List each line in the listing below that contains the word "grass", with case counting.
┌─ Records
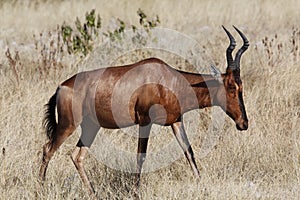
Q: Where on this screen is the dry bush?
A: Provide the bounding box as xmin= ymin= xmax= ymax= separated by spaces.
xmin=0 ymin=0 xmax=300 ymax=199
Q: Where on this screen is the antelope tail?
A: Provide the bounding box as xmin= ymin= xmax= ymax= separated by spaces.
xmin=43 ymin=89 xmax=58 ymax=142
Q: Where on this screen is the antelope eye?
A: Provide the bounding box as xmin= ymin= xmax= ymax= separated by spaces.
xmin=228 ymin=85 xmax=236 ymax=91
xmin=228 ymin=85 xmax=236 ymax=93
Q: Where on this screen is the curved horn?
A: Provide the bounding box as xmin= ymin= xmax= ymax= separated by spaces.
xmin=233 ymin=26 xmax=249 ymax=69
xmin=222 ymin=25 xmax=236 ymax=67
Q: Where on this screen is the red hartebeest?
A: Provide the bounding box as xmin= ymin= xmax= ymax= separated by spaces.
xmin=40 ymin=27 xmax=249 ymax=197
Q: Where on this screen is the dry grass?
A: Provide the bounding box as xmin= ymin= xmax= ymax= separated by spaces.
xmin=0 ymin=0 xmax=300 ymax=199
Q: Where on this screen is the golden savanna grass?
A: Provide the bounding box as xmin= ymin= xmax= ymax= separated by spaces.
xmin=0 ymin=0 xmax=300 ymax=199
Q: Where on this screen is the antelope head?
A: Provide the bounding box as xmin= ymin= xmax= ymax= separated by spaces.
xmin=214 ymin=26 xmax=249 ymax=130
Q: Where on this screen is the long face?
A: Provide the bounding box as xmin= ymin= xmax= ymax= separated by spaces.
└─
┌─ Records
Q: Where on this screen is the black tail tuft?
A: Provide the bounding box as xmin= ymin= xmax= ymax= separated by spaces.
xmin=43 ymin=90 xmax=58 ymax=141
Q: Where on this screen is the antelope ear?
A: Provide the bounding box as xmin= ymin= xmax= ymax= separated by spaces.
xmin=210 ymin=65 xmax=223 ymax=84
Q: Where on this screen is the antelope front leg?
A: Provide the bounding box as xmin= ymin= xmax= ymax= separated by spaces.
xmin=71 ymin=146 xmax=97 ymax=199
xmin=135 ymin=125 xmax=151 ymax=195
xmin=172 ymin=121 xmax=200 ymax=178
└─
┌─ Records
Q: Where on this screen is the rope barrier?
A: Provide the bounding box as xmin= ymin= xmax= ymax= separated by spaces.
└─
* Answer below:
Q: Where on this screen is the dry grass?
Q: Where on this screen is the golden savanna grass?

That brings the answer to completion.